A autonomização do capital que rende juros, a queda da taxa de lucro e a centralização do capital

A maneira como K. Marx (1986, L. III, t. 1, seção 5) aborda a autonomização do

juro em relação ao lucro parte da existência de um processo de autonomização entre o

capital bancário, que centraliza o capital monetário, em relação ao capital industrial.

Existindo tal autonomização, as suas personificações contrapostas permitiriam uma

espécie de separação no interior da classe capitalista, em capitalistas monetários (ou

bancários) e capitalistas industriais.

No entanto, embora personifiquem propriedades reconhecidas socialmente como

capital, o autor se esforça para demonstrar a distinção qualitativa entre o capital

monetário e o capital industrial, relacionando-os à questão da valorização e da

distribuição social da mais-valia produzida. O capital monetário é, assim, compreendido

como capital portador de juros que, embora seja absolutamente diferente de uma

mercadoria, torna-se uma mercadoria única, tendo o juro como o seu preço de mercado

(Marx, 1986; 275).

Como observamos anteriormente, entretanto, o lucro médio não é o preço de

mercado do capital industrial. Este tampouco é em si uma mercadoria, embora seja

composto de mercadorias adquiridas, em geral, no mercado e seja uma relação social de

produção de mercadorias.

_Tarefas do exercício:_
#1 Repita o trecho do texto sobre o capital que rende juros desde "como capital portador" até "(Marx, 1986; 275).", incluindo estas últimas palavras.
#2 No texto sobre o capital que rende juros, o que é apontado como o preço de mercado do capital monetário?
#3 Continue o texto sobre o capital que rende juros a partir da última frase apresentada.

_Dados exibidos:_
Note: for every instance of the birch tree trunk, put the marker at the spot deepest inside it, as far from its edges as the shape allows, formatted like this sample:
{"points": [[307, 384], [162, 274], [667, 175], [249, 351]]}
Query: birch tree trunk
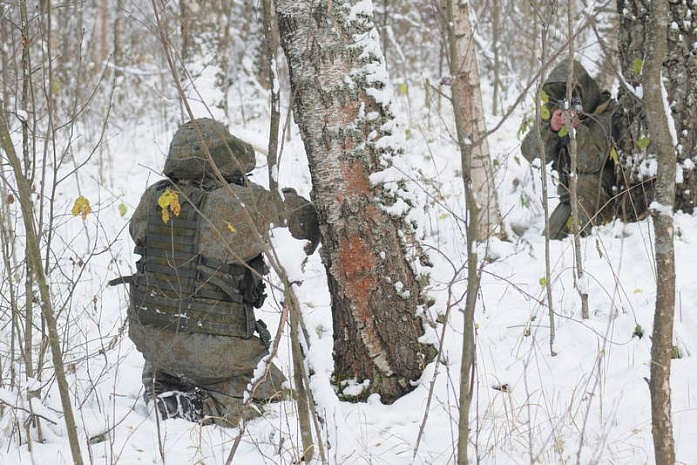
{"points": [[680, 74], [465, 72], [657, 110], [338, 80]]}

_Respostas:_
#1
como capital portador de juros que, embora seja absolutamente diferente de uma

mercadoria, torna-se uma mercadoria única, tendo o juro como o seu preço de mercado

(Marx, 1986; 275).

#2 O juro.

#3
A equalização dos lucros se origina da mobilidade do capital. Ocorre na medida

em que capitais são movidos das esferas menos lucrativas para as mais lucrativas, de

maneira não simultânea e nem orquestrada, mas como resultado de processos que

constituem tendências e que reduzem as maiores taxas de lucro e aumentam as menores.

Não pode haver, assim, uma fixação direta do lucro médio, algo que se dá apenas

posterior e nunca uniformemente: sempre em processo de equalização. Dessa forma, a

taxa de lucro é antes apreendida mais lógica do que empiricamente, como uma suposta

taxa real de lucro (Marx, 1986, L.III, t. 1, cap. 22) que não se encontra na realidade

exatamente como tal, embora seja constantemente intuída pelos capitalistas em suas

decisões de investimento ou não. Estudos como os de previsão de custos de produção

que aqui estamos analisando constituem, assim, tentativas de antecipação das condições

de realização de um lucro médio.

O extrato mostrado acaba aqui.